**What you should do:**
Copy out the records starting with the line that contains "In this picture, where can the wood" and going on through the line that contains "point(306, 203)", with "teal" replaced by "blue" each time it appears. Leave everything else unchanged.

%%

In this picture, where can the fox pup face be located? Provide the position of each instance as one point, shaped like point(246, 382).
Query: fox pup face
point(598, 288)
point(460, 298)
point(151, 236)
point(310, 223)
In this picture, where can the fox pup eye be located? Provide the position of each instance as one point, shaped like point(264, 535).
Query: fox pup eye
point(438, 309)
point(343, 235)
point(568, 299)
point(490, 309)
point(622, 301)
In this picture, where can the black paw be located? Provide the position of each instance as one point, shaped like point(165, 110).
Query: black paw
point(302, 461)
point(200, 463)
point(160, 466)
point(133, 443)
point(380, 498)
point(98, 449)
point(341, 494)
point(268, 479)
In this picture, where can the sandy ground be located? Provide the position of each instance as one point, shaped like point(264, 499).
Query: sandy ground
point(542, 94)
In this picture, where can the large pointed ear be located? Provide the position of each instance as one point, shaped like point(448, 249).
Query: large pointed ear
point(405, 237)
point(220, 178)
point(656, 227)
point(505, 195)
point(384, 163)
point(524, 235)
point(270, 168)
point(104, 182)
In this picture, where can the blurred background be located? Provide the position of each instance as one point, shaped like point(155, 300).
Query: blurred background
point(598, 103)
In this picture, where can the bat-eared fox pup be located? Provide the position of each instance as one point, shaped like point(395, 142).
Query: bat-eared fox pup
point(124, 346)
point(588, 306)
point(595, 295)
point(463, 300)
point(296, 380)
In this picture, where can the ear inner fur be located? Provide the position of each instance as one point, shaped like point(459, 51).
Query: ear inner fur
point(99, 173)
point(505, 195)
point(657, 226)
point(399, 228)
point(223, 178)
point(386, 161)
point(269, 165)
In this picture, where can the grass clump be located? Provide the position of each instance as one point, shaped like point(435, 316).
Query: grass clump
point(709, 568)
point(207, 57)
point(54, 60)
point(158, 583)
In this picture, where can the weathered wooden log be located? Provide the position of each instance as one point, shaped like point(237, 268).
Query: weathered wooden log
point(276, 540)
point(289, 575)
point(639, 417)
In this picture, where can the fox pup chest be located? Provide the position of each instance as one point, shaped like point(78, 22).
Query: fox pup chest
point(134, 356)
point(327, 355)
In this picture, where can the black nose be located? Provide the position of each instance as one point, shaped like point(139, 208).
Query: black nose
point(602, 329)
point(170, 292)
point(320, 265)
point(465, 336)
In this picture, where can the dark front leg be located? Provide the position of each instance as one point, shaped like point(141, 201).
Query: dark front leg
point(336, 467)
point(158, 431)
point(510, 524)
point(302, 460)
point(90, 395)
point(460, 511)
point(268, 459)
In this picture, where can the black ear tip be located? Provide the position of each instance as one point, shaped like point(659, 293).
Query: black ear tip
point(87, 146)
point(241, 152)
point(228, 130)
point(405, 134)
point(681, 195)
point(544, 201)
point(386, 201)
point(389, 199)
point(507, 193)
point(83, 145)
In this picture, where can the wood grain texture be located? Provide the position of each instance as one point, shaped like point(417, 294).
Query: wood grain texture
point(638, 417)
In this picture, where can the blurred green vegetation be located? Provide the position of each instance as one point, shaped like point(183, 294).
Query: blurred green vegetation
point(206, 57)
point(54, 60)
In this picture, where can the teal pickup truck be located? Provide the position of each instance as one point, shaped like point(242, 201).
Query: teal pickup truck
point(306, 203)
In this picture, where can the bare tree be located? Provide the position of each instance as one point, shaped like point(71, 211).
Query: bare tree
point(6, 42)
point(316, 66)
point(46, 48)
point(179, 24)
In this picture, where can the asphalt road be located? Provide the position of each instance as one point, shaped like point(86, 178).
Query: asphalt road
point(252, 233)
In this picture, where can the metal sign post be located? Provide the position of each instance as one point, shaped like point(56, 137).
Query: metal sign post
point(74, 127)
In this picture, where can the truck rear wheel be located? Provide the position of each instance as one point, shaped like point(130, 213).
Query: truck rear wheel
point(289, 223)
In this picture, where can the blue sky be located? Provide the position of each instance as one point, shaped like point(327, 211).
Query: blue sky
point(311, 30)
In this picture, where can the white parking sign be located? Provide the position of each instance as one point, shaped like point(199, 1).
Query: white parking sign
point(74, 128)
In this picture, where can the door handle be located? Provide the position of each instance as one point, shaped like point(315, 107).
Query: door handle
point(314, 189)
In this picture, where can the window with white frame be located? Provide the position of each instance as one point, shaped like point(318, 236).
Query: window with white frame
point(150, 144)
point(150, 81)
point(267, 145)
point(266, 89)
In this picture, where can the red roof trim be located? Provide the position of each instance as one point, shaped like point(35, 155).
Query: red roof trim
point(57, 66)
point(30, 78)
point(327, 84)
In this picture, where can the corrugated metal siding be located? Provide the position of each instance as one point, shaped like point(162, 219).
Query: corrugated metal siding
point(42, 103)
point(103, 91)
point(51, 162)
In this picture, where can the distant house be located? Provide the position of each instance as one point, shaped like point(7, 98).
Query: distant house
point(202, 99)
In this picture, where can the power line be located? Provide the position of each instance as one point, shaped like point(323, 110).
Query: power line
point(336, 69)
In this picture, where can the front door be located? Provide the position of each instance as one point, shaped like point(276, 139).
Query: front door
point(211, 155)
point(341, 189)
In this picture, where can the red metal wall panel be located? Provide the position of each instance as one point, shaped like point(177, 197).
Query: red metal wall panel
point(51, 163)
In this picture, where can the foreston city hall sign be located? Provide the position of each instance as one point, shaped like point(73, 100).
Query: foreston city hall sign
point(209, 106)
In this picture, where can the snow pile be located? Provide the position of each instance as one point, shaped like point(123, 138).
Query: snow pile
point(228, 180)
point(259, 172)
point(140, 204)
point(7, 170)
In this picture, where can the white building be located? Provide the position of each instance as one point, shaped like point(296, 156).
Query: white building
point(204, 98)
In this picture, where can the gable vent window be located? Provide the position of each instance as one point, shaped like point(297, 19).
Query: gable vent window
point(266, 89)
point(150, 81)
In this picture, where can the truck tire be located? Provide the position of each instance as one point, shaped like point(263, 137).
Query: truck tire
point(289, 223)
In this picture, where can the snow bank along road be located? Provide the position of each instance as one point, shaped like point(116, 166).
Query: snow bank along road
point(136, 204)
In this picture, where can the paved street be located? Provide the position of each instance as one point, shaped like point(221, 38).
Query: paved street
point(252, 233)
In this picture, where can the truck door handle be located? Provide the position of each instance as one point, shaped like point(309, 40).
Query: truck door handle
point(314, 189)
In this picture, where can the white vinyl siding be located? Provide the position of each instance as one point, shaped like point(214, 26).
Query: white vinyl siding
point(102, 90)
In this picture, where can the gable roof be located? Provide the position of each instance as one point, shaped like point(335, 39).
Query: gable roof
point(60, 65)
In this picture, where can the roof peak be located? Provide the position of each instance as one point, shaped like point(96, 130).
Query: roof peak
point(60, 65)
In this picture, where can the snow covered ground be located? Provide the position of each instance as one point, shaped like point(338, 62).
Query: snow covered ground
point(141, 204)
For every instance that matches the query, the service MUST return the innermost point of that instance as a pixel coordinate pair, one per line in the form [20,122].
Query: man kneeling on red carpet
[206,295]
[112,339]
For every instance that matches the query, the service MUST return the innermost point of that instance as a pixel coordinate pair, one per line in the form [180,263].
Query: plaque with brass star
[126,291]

%%
%%

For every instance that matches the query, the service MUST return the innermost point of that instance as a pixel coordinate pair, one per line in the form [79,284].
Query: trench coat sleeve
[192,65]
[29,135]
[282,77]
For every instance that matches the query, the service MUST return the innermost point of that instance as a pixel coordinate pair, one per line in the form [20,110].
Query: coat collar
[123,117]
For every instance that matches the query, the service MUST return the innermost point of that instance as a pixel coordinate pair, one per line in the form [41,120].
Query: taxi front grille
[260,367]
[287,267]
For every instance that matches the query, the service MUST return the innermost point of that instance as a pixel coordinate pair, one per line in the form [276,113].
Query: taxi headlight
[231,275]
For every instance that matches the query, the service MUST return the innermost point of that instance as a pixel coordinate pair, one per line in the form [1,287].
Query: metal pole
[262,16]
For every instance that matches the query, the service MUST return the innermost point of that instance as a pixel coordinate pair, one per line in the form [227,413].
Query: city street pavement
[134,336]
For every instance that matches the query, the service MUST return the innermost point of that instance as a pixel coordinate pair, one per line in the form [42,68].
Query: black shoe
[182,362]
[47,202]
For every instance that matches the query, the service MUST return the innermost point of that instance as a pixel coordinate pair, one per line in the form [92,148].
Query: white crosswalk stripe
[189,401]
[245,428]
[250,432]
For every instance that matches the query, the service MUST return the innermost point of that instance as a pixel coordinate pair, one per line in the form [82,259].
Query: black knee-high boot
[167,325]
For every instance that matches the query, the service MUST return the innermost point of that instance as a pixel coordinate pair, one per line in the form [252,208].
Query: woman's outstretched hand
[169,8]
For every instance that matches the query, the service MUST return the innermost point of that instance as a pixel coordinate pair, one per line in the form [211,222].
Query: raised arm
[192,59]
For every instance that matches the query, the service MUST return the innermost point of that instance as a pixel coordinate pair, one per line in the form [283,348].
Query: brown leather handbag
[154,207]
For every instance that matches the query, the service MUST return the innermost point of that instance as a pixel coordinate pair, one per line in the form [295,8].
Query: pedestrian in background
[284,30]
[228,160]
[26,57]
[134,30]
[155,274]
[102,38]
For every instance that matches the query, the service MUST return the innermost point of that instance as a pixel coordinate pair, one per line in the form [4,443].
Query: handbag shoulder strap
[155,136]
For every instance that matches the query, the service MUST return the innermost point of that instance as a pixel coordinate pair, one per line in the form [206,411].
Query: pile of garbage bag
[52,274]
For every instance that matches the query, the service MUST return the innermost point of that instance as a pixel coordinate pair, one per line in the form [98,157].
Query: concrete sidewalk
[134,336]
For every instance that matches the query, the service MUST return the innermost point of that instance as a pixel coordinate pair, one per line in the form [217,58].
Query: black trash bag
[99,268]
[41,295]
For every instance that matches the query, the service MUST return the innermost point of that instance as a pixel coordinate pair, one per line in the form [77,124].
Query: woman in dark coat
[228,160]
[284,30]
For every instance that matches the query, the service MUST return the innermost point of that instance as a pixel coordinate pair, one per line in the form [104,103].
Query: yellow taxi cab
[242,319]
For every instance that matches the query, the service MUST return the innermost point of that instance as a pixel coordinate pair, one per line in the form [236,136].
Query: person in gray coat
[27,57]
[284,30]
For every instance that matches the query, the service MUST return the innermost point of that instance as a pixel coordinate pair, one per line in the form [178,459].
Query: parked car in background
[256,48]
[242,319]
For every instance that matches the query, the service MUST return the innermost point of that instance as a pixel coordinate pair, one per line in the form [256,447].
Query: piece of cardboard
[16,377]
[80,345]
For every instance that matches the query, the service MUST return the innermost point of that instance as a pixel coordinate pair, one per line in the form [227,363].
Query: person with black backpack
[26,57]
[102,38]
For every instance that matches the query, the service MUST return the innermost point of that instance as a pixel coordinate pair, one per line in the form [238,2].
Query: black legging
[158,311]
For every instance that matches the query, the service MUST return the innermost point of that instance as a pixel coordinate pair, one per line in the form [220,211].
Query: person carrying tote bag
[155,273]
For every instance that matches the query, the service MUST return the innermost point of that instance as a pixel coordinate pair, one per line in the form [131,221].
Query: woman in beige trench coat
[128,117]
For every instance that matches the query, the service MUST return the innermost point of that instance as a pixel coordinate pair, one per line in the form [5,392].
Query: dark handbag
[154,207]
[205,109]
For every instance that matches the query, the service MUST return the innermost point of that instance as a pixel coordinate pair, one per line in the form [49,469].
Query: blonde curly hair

%%
%%

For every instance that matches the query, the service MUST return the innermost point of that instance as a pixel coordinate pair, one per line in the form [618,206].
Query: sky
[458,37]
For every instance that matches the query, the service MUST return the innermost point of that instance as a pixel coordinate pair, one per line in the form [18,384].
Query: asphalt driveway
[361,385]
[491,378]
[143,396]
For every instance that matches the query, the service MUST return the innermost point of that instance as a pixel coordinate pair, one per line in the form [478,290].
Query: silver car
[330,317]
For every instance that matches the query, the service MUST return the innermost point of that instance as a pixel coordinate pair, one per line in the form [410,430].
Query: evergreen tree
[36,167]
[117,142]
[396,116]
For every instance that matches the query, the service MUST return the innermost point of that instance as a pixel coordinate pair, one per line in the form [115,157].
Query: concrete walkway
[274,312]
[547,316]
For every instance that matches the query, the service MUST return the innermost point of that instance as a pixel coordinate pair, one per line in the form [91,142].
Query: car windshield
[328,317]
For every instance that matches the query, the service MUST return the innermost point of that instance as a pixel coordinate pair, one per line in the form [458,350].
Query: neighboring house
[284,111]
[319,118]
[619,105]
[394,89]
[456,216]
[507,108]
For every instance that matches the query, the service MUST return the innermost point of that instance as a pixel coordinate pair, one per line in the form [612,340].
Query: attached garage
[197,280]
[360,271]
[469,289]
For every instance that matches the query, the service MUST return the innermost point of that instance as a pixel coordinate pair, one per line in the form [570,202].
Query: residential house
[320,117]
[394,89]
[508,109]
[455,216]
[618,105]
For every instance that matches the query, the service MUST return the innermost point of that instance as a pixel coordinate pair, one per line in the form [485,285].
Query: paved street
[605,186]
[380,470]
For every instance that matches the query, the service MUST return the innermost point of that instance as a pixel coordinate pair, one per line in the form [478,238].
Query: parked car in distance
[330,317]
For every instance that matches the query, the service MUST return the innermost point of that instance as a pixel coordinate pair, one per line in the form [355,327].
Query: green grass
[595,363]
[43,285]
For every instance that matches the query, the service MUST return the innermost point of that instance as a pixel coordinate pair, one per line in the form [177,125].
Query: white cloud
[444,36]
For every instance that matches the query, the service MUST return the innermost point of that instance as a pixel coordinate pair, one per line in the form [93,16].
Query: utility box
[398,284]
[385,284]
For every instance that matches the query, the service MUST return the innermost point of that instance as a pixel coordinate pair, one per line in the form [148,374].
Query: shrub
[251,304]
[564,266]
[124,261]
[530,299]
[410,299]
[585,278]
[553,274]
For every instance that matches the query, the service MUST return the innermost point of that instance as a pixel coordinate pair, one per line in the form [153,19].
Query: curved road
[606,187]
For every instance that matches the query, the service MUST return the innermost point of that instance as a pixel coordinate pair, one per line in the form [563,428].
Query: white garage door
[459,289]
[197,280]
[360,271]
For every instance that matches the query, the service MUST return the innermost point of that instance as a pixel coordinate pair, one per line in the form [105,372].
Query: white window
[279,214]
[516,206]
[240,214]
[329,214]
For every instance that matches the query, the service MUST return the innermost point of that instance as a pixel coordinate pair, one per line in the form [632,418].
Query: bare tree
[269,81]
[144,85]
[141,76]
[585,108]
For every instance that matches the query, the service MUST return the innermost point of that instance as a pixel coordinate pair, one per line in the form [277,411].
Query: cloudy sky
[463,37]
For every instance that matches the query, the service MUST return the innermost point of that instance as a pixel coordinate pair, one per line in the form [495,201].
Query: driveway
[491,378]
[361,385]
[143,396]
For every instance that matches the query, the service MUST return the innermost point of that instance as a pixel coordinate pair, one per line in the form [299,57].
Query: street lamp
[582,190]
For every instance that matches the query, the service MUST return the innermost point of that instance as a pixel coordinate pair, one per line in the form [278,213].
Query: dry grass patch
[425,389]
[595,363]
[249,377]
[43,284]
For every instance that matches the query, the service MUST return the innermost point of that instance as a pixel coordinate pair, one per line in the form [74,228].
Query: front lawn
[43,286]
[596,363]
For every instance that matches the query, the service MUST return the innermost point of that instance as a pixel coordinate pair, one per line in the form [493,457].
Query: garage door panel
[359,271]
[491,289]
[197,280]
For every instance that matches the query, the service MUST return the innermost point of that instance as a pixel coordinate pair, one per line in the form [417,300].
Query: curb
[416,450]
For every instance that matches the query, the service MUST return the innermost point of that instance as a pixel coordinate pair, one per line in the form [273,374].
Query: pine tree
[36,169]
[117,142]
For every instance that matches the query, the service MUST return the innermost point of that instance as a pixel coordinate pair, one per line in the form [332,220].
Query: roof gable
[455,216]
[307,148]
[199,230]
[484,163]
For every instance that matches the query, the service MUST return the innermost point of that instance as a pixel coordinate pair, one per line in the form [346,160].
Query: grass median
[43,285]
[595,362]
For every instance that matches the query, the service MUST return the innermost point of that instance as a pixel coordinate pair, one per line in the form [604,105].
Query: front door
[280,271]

%%

**Answer for the task:**
In this picture, where can the wood grain texture be located? Provide the position of each instance as one point, shaped like point(417, 294).
Query: wood grain texture
point(638, 417)
In this picture, where can the blurred green vegetation be located? Provide the position of each instance as one point, shaped like point(183, 294).
Query: blurred green vegetation
point(206, 57)
point(54, 60)
In this picture, where can the blue pickup truck be located? Provide the position of each instance as one point, shaped like point(242, 201).
Query: blue pickup truck
point(306, 203)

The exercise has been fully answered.